- _TASK_:
Copy out each line of the data holding "outline".

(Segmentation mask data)
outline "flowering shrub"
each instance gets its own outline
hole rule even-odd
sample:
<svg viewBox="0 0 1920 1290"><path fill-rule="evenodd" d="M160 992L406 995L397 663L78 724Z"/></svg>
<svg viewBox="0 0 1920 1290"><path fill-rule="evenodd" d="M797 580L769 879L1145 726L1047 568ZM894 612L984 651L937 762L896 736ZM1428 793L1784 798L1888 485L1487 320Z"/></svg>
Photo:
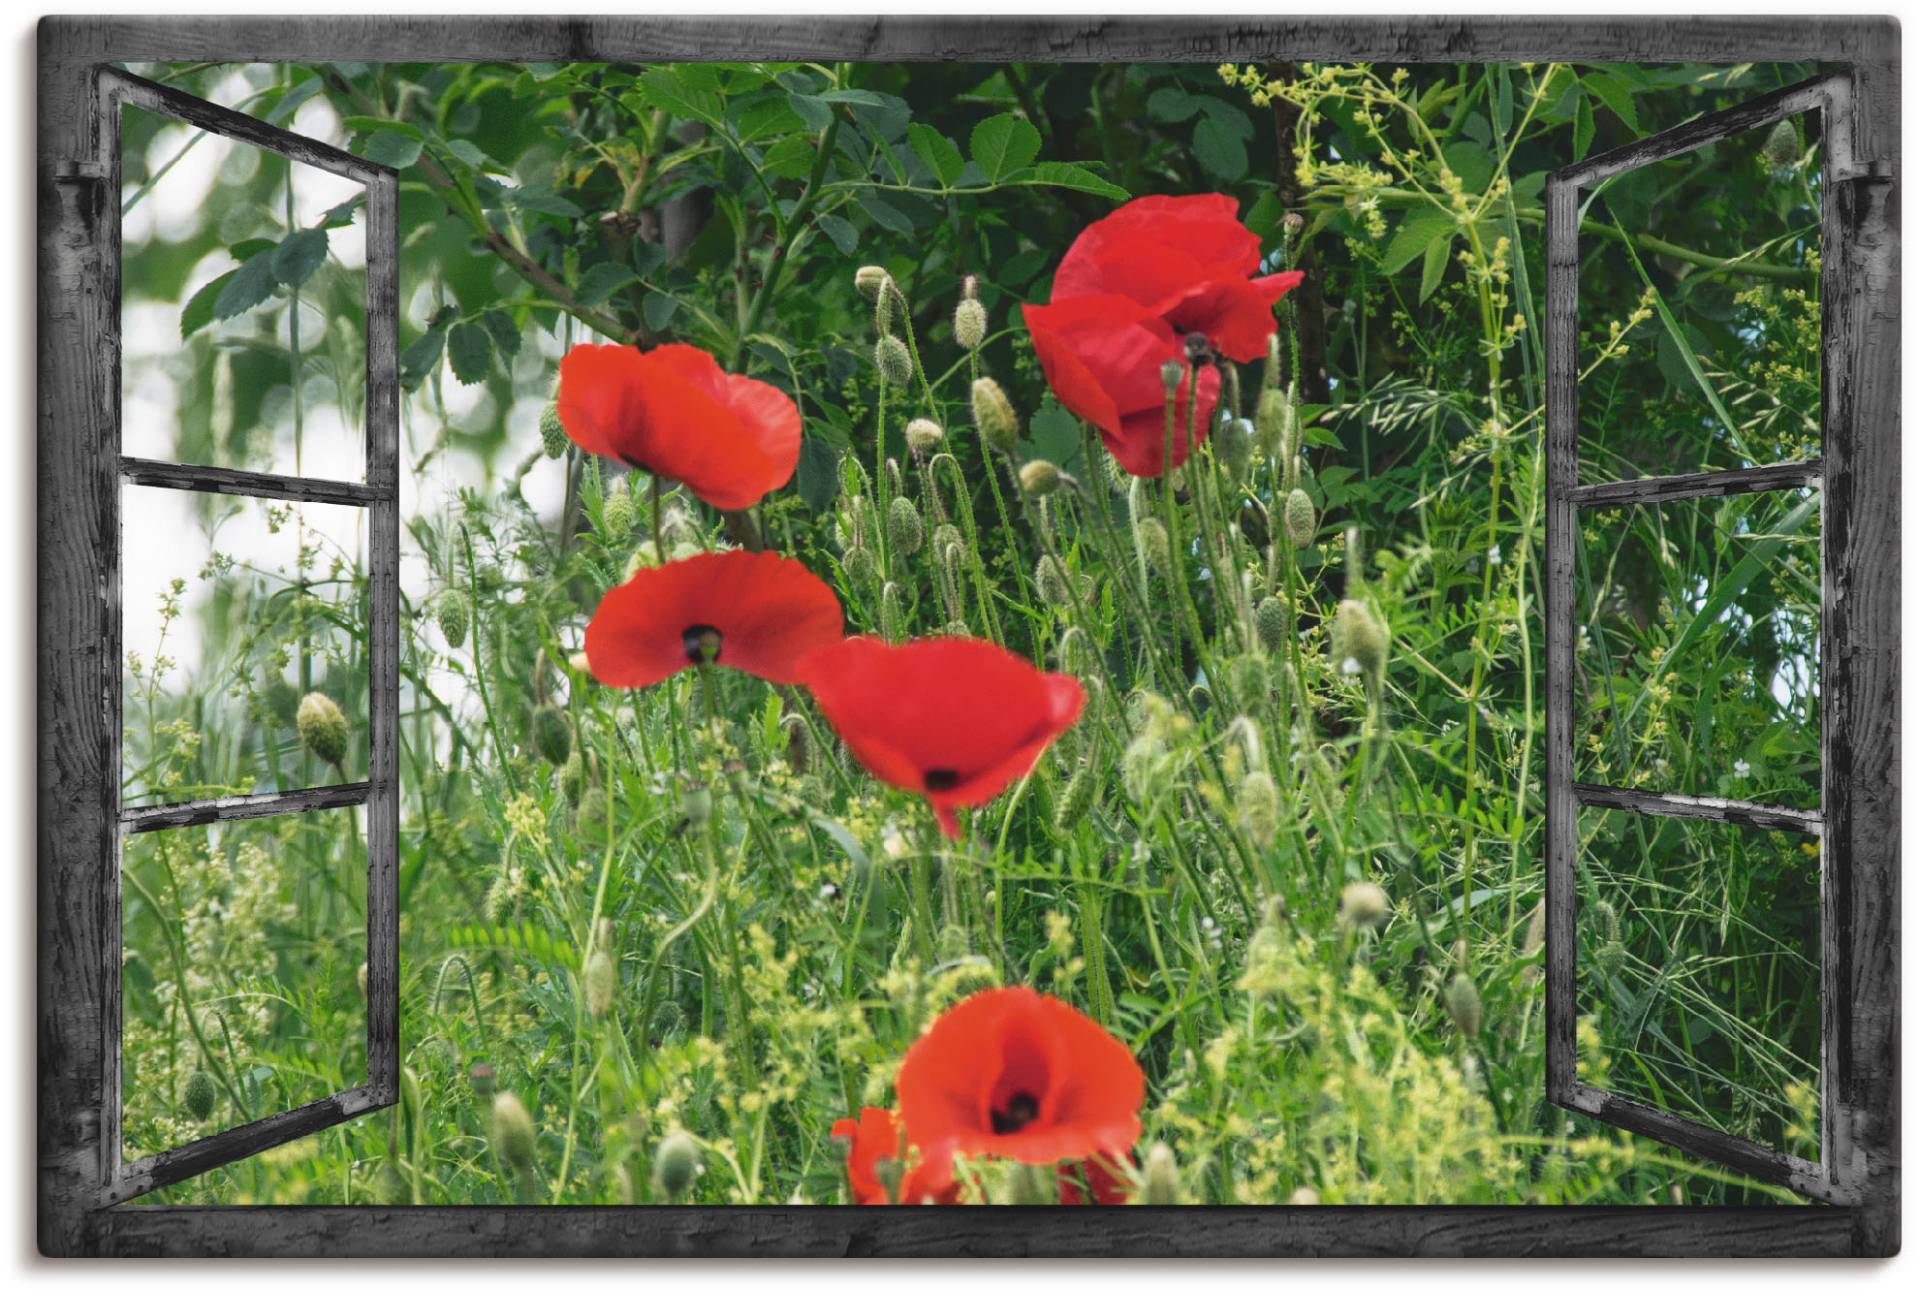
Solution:
<svg viewBox="0 0 1920 1290"><path fill-rule="evenodd" d="M233 73L419 230L405 1069L161 1199L1784 1199L1544 1100L1537 234L1570 153L1789 70ZM1800 142L1740 172L1755 243ZM293 235L233 182L223 229ZM1589 459L1804 448L1804 231L1689 250L1608 197ZM196 236L156 283L242 249ZM351 422L311 354L251 364L355 272L166 370ZM1583 755L1792 804L1799 505L1583 531ZM298 552L207 561L198 665L165 584L130 791L362 773L364 579L269 519ZM343 818L129 843L130 1153L364 1078ZM1583 1078L1815 1149L1814 856L1582 827Z"/></svg>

- _ANSWER TO THIS PROBLEM_:
outline "flowering shrub"
each instance gets its own outline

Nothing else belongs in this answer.